WHAT NEEDS TO BE DONE:
Please repeat each entry. Match every word exactly.

RECORD EXCERPTS:
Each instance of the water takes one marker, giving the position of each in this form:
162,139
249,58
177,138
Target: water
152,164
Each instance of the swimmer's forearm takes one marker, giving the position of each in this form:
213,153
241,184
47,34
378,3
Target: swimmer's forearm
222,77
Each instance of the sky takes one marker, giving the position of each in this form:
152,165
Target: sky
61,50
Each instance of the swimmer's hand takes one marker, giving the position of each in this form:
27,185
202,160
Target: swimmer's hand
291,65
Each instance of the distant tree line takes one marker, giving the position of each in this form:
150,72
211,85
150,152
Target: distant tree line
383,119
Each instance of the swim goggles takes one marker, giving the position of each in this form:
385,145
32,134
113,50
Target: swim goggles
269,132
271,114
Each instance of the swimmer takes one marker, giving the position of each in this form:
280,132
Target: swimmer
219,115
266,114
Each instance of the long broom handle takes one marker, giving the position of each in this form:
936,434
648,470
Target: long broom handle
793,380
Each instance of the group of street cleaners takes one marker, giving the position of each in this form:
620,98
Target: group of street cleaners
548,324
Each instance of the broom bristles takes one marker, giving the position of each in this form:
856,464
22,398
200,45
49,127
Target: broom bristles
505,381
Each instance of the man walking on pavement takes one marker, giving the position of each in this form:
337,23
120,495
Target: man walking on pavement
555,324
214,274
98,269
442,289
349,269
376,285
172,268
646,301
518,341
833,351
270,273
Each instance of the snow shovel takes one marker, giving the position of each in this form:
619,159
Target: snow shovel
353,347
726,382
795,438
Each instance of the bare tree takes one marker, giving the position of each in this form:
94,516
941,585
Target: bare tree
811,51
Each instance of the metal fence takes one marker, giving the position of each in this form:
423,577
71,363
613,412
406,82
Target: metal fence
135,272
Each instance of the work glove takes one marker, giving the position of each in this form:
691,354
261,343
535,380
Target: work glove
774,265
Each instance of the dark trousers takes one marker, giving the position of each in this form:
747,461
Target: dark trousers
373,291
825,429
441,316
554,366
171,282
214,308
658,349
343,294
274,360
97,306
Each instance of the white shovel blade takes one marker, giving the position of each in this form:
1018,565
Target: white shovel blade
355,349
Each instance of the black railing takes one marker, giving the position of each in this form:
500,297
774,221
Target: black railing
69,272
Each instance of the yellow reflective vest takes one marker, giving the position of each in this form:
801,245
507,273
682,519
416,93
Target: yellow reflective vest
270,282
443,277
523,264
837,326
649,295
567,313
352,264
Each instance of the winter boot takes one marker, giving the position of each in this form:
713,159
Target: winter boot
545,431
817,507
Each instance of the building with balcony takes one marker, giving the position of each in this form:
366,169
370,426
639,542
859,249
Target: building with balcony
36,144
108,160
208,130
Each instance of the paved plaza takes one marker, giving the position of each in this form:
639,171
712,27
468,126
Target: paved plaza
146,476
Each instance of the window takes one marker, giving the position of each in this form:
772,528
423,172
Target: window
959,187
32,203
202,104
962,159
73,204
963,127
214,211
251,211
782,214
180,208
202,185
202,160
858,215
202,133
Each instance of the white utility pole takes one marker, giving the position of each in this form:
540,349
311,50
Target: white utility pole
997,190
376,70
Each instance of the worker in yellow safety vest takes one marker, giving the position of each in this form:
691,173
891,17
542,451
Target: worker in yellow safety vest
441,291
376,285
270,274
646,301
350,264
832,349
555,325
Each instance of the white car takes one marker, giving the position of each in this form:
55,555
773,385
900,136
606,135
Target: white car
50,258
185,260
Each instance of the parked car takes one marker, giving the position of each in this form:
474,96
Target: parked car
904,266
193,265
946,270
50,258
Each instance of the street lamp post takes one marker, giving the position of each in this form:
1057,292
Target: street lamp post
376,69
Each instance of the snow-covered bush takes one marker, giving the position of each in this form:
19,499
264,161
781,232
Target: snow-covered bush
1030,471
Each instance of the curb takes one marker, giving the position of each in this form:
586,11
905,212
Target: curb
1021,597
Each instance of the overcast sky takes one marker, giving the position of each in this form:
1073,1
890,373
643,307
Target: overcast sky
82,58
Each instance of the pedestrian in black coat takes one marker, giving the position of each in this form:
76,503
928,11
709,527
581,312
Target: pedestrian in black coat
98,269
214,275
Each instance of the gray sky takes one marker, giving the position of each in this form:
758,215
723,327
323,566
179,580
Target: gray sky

EXERCISE SOLUTION:
Each instance of the water takes one marker, giving the position of each in this form:
162,139
249,58
177,138
Target: water
152,164
Each instance of the swimmer's forearm takes one marker, giving the position of each in this form:
213,153
241,184
47,34
378,3
Target: swimmer's forearm
222,77
Each instance of the sky takes one marker, giving the position of each in this form:
152,165
Target: sky
61,50
Each instance of the swimmer's hand takes one marker, giving the position of each in this form:
27,185
202,160
Target: swimmer's hand
291,65
Each instance of the distant tree line takes one marker, giving the position of each in this form:
150,72
211,85
150,152
Target: distant tree line
383,119
Each instance of the swim goggles takes one marker, giving the position of each in this form:
385,145
32,134
113,50
Target: swim goggles
269,132
271,114
Each instance of the swimmer takes one marker, giving the position of each in this form:
280,132
Target: swimmer
219,115
266,114
Each instance of the long broom handle takes one marker, giving the position of each in this form:
936,434
648,470
Target: long broom handle
793,380
Each instance of the group of street cleaners takes one marker, giving the position of each in this form:
620,98
Target: group of street cleaners
548,324
Each instance of the broom bristles takes one marker, giving the position of each in this form:
856,464
22,398
200,45
49,127
Target: broom bristles
505,381
Each instance of the man walking on pavement takes one marker, giving the position of each in this form:
337,23
120,495
Target: man walking on pavement
555,324
214,274
98,269
442,289
349,269
376,285
172,268
646,301
518,341
833,351
270,273
Each instance of the snow shovel takes one marker, giving the position of each in this form:
619,159
Target: snow shovel
353,347
726,382
795,438
Each instance of the bare tree takes one marker, giving the position of each in this form:
94,516
941,585
Target: bare tree
811,51
Each instance of the metal fence takes one marker, giving the position of each in this form:
423,577
71,363
613,412
406,82
Target: metal fence
135,272
Each instance of the work glove takes one marker, giving the position of each in this form:
691,354
261,343
535,380
Target: work glove
774,265
Each instance of the dark trousers takes one marker, giving the position of each in this form:
747,461
Target: dark trousers
373,291
825,429
441,316
554,366
171,282
214,308
658,349
343,294
274,360
97,306
Each instance of the white shovel blade takes one marker, giving the position of each in this form:
1018,565
Target: white shovel blade
355,349
Each instance of the black railing takes one marker, giving the position of each in this form:
500,297
774,221
Target: black railing
69,272
Each instance of the yellow reflective vest takes one marker, giving the position of each in this form:
801,245
507,273
682,519
416,93
Target: yellow reflective vest
270,282
443,277
523,264
837,326
649,295
567,313
352,264
Each instance of the winter boot takes one marker, giving the position of each in this form:
713,159
Target: winter boot
545,431
817,507
Each instance of the building with balcony takes one marker, giving the position of each in this form:
366,169
370,426
639,542
859,249
Target: building with balcony
36,144
108,160
208,130
Each instance of the paved plaza takes one marker, giving the position of each in this form:
639,171
712,27
468,126
Target: paved plaza
146,476
Each instance of the window takes one marker, giving the position of each in this form:
772,528
423,172
Target: window
959,187
32,203
202,104
962,159
73,204
963,127
214,211
251,211
782,214
180,208
202,185
202,160
858,215
202,133
Each instance of the white utility pole takes one marker, giving the position of each in this form:
540,349
311,50
Target: white utility pole
997,190
376,70
Each instance of the worker in yellow safety vest takes one marker, giving the position of each in this form:
691,173
891,17
542,451
Target: worker in yellow safety vest
441,291
376,285
270,274
646,301
350,264
832,349
555,325
Each instance of the white car takes one marker, giving the position of each in this form:
55,555
773,385
900,136
606,135
Target: white car
50,258
185,260
Each instance of the parked car takes one marker, giving the position of each in this form:
474,96
Target: parked car
904,266
193,265
946,270
50,258
Each instance of the street lamp post takes one marker, giving the position of each in this form:
1057,292
Target: street lamp post
376,69
Each instance of the snow-covered bush takes one marker, giving the position of each in this form:
19,499
264,161
781,232
Target: snow-covered bush
1030,471
Each instance of the curb takes one marker, giving the position of each in this form:
586,11
905,212
Target: curb
1021,597
Each instance of the overcast sky takes one marker, giving the position of each in this form:
1073,1
890,373
643,307
Target: overcast sky
82,58
Each instance of the pedestrian in black coat takes one marker, giving the position of each in this form:
76,503
928,11
709,527
581,312
Target: pedestrian in black coat
98,269
214,275
Each instance of the gray sky takes one marker, giving the position of each in this form:
758,215
723,327
323,566
179,580
Target: gray sky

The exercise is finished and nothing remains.